> _TASK BRIEF_: Below are some records: retype them all exactly, but not the pictures.

Pointing records
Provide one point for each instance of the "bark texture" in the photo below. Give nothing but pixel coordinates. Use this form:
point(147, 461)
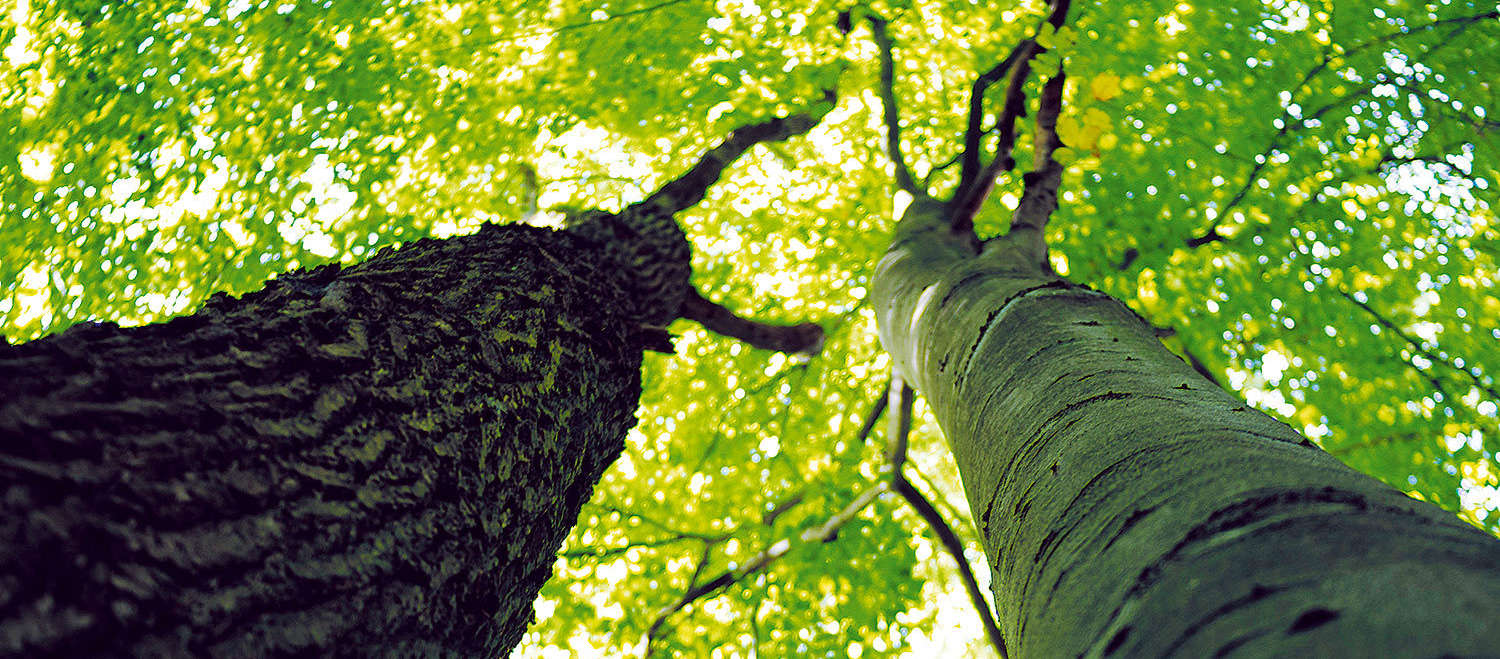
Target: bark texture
point(378, 460)
point(1131, 508)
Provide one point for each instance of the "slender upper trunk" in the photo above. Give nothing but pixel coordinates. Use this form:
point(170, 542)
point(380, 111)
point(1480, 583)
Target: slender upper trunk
point(380, 460)
point(1131, 508)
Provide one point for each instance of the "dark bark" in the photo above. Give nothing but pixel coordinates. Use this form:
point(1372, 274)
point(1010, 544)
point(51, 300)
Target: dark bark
point(378, 460)
point(1131, 508)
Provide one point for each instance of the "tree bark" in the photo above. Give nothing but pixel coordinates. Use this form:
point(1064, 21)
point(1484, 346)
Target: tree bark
point(1131, 508)
point(380, 460)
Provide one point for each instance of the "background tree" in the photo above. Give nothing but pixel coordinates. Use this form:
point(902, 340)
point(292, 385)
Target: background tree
point(1301, 197)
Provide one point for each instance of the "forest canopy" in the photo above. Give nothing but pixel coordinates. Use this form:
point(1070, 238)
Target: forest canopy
point(1299, 197)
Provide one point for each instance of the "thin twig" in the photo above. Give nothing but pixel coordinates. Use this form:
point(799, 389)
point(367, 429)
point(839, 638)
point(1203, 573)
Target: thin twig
point(900, 427)
point(893, 116)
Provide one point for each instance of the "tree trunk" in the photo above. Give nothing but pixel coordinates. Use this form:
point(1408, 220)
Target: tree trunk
point(1131, 508)
point(380, 460)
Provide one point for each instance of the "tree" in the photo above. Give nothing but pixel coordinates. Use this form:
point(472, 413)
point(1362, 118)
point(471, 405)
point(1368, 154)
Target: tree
point(1299, 198)
point(344, 461)
point(383, 458)
point(1116, 485)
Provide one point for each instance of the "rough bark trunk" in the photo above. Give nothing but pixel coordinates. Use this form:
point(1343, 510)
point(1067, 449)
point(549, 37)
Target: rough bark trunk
point(1131, 508)
point(380, 460)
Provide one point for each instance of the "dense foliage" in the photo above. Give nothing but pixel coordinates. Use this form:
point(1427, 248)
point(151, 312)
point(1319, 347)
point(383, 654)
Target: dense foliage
point(1301, 195)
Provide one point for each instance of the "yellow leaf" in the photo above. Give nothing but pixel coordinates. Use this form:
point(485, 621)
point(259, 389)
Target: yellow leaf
point(1095, 117)
point(1106, 86)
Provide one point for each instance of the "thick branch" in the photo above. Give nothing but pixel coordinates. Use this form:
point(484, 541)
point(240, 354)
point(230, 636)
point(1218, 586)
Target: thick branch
point(974, 135)
point(971, 194)
point(893, 116)
point(797, 338)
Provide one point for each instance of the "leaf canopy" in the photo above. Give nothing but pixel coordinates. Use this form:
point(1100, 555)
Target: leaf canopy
point(1302, 194)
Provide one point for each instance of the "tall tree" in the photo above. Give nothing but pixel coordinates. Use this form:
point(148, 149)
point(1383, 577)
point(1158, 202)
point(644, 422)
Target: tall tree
point(1296, 195)
point(371, 460)
point(1128, 505)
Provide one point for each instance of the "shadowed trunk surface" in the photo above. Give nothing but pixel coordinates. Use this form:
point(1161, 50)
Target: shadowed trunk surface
point(1131, 508)
point(378, 460)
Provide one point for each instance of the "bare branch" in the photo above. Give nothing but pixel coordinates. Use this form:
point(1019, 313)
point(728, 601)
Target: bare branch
point(971, 197)
point(1418, 349)
point(974, 135)
point(1040, 194)
point(687, 189)
point(954, 545)
point(900, 422)
point(825, 532)
point(797, 338)
point(900, 427)
point(893, 116)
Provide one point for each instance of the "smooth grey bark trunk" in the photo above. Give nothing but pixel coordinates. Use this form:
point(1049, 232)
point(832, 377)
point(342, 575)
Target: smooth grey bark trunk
point(380, 460)
point(1131, 508)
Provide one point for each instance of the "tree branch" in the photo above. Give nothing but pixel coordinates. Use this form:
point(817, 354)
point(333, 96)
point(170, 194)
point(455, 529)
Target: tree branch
point(974, 135)
point(893, 116)
point(825, 532)
point(1419, 349)
point(687, 189)
point(1463, 23)
point(1040, 194)
point(971, 197)
point(900, 427)
point(797, 338)
point(954, 545)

> _RESPONSE TO THE TASK_:
Provide one point for each instance of the "bark texture" in the photo below. Give nothing but pixel coordinates. Use this form:
point(147, 461)
Target: bark texture
point(378, 460)
point(1131, 508)
Provide one point for each instance of the "slender upper trunk" in the photo above. Give nothing but pixel coordinates. Use this form:
point(170, 542)
point(380, 111)
point(1480, 583)
Target: slender upper trunk
point(380, 460)
point(1131, 508)
Provide one point for each instance of the "dark bark" in the photo above. Give nothing but pixel coordinates. Use this form:
point(1372, 274)
point(1010, 544)
point(51, 300)
Target: dark bark
point(378, 460)
point(1131, 508)
Provide one point for each instance of the "tree bark" in the photo above. Give nothing but pixel coordinates. Use this form:
point(1064, 21)
point(1484, 346)
Target: tree bark
point(1131, 508)
point(380, 460)
Provide one point for each instance of the "background tree" in the photo above. Give nothing but pixel coordinates. Use this form:
point(902, 340)
point(292, 385)
Target: background tree
point(1301, 197)
Provide one point for each instance of the "forest canopy" in the photo above. Give nothing but pixel coordinates. Use this form:
point(1070, 238)
Target: forest canopy
point(1299, 197)
Provide one point for each instance of the "thin twig" in the photo above. Give nothing but pixel coordinates. Use this form:
point(799, 389)
point(367, 429)
point(839, 638)
point(1203, 573)
Target: thin twig
point(900, 427)
point(893, 116)
Provide one point for each instance of the "tree trunk" in the photo above. Give nothing but pixel coordinates. Use this form:
point(1408, 220)
Target: tree trunk
point(1131, 508)
point(380, 460)
Provide one point for each instance of the "tree" in the photo above. Give nothing but pixel coordinates. Use this form:
point(472, 413)
point(1362, 118)
point(471, 405)
point(1368, 154)
Target: tree
point(1299, 198)
point(344, 461)
point(383, 458)
point(1116, 485)
Provide one point for each instance of the "rough bark trunk" in the photo above. Give nothing but pixel coordinates. Use this form:
point(1343, 510)
point(1067, 449)
point(549, 37)
Target: rough bark trunk
point(1131, 508)
point(380, 460)
Provide one point for each instance of the "dense foliage" in the photo above. Give nothing but pixel coordinates. Use this form:
point(1427, 248)
point(151, 312)
point(1319, 347)
point(383, 654)
Target: dense foliage
point(1301, 195)
Provide one point for each instance of the "yellow leaf" in the photo above. Give nothing but pixel coordinates. Use this form:
point(485, 621)
point(259, 389)
Target: yellow leaf
point(1095, 117)
point(1106, 86)
Provide one point for each instance of the "thick branch" in the photo above. Give nothing but pixel coordinates. Use this form:
point(484, 541)
point(240, 354)
point(230, 636)
point(1218, 586)
Target: thick branch
point(974, 135)
point(971, 194)
point(893, 116)
point(797, 338)
Provide one point for each instance of the "leaf canopy" in the photo above. Give nothing but pixel coordinates. Use this form:
point(1100, 555)
Target: leaf canopy
point(1302, 194)
Provide one point for each instance of the "tall tree" in the photo above. Give nothing but pixel coordinates. Use this form:
point(148, 149)
point(1383, 577)
point(1158, 202)
point(644, 422)
Target: tall tree
point(1296, 195)
point(371, 460)
point(1128, 505)
Provide one point for each instance of the "shadowed trunk surface" in the photo above. Give nothing but pixel coordinates. Use this form:
point(1161, 50)
Target: shadowed trunk surface
point(1131, 508)
point(378, 460)
Provide one point for each instance of the "bare branch" in the photo above. Give nothing but pixel coordinates. Use this form:
point(1019, 313)
point(728, 601)
Target: bare branch
point(971, 197)
point(1418, 349)
point(974, 135)
point(1040, 194)
point(687, 189)
point(954, 545)
point(900, 422)
point(825, 532)
point(797, 338)
point(900, 427)
point(893, 116)
Provide one point for each instance of the "smooth grey bark trunk" in the photo above. Give nothing but pixel coordinates. Use this form:
point(1049, 232)
point(832, 377)
point(342, 575)
Target: smooth grey bark trunk
point(380, 460)
point(1131, 508)
Provide one point for each instance of the "tree branch" in the photo above. Give nothing but pixel coordinates. Use this form:
point(817, 354)
point(333, 96)
point(170, 194)
point(455, 529)
Target: tree branch
point(974, 135)
point(893, 116)
point(825, 532)
point(1419, 349)
point(687, 189)
point(1463, 23)
point(1040, 194)
point(971, 197)
point(900, 427)
point(797, 338)
point(954, 545)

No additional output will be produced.